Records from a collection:
####

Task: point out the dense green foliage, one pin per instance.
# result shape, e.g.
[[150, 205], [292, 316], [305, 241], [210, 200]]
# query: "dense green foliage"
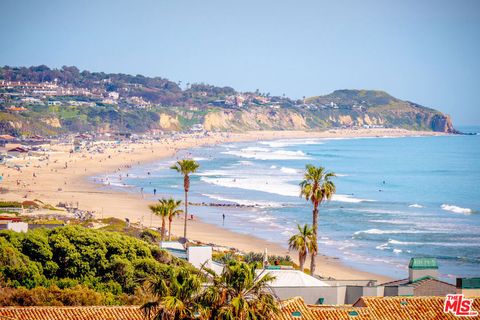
[[158, 96], [238, 293], [106, 262]]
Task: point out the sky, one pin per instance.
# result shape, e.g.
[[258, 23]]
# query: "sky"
[[425, 51]]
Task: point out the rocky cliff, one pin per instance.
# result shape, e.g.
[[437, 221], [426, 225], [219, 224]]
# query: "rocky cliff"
[[342, 108]]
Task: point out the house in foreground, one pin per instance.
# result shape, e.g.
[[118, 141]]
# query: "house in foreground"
[[198, 256], [367, 308], [422, 280]]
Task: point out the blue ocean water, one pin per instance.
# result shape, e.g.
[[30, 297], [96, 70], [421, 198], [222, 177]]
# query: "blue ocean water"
[[396, 197]]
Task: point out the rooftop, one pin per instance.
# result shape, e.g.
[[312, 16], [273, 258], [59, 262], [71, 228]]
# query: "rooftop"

####

TASK INSTRUCTIONS —
Rewrite all the entries above, substituting "one point per instance" for every "one pin per instance" and leaving everything else as it is. Omit the pictures from your answer.

FINAL ANSWER —
Task: point out the dense green foliage, one point per instance.
# result shape, e.g.
[[150, 205], [292, 316], [305, 241], [210, 200]]
# query: "dense green foliage"
[[158, 96], [238, 293], [106, 262]]
Task: point out the sky, one point per instance.
# result shape, e.g.
[[258, 23]]
# query: "sky"
[[425, 51]]
Task: point out the rocky cliff, one point per instance.
# result shape, e.g.
[[437, 221], [426, 225], [219, 224]]
# query: "rocky cliff"
[[342, 108]]
Task: point out the house in foreground, one point per instance.
# result shape, e.g.
[[118, 141]]
# query: "house in foreground"
[[198, 256], [367, 308], [422, 280]]
Task: point out the blue ocean water, one point per instance.
# result shape, e.g.
[[30, 297], [96, 70], [421, 198], [222, 177]]
# query: "blue ocean water"
[[396, 197]]
Task: point out the rooftop, one point per instance.
# result shape, e.g.
[[312, 16], [273, 258], [59, 262], [71, 228]]
# query: "rooftop"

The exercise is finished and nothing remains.